Referring expression pointing data:
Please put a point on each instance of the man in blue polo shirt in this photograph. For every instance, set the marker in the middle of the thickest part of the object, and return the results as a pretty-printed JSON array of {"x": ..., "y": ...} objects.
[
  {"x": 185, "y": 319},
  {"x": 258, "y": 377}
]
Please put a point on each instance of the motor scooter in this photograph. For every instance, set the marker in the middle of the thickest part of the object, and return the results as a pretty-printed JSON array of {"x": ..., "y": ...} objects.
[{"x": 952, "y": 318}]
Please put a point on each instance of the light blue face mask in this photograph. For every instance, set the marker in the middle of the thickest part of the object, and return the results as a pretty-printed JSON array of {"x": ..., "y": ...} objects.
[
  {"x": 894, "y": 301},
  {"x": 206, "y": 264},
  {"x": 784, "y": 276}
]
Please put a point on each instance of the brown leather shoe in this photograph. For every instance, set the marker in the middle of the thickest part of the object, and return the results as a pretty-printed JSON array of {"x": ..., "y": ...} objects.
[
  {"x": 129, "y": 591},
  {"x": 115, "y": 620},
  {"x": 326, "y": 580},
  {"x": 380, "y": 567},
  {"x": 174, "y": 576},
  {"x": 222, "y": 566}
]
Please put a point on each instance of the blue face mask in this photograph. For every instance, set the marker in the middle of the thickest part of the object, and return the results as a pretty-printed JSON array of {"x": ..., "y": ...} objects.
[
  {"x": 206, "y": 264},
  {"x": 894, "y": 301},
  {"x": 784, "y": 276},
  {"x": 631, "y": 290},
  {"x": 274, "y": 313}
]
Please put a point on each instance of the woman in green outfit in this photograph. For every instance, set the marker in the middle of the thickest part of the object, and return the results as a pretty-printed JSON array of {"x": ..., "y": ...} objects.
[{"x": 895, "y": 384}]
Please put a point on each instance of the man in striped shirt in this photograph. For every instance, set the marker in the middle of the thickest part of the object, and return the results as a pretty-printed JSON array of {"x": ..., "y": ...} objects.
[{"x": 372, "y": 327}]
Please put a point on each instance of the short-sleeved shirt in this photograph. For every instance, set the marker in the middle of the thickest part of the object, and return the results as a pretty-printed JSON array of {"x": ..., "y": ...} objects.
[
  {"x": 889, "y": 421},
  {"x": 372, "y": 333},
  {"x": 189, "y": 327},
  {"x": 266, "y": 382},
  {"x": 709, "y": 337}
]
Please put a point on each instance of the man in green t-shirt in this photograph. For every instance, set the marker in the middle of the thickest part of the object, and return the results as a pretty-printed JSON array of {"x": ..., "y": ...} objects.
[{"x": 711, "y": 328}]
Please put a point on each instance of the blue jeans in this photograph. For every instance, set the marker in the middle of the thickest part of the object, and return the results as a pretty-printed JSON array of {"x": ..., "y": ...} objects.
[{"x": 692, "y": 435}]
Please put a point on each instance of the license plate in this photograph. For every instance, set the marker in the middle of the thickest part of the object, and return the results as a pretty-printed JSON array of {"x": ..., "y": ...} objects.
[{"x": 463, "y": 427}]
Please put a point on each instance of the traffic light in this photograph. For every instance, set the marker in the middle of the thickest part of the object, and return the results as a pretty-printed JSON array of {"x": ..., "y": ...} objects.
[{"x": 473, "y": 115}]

> _Problem requirements_: Each of the lines from the one holding "Please put a point on each instance of the traffic" through the final line of the entries is to be set down exactly, and no others.

> _Answer box_:
Please put a point on each instance of the traffic light in this photograph. For every instance, set the marker in the middle of the thickest part of the object, and return the results as a pretty-printed JSON array of {"x": ..., "y": ...} objects.
[{"x": 473, "y": 115}]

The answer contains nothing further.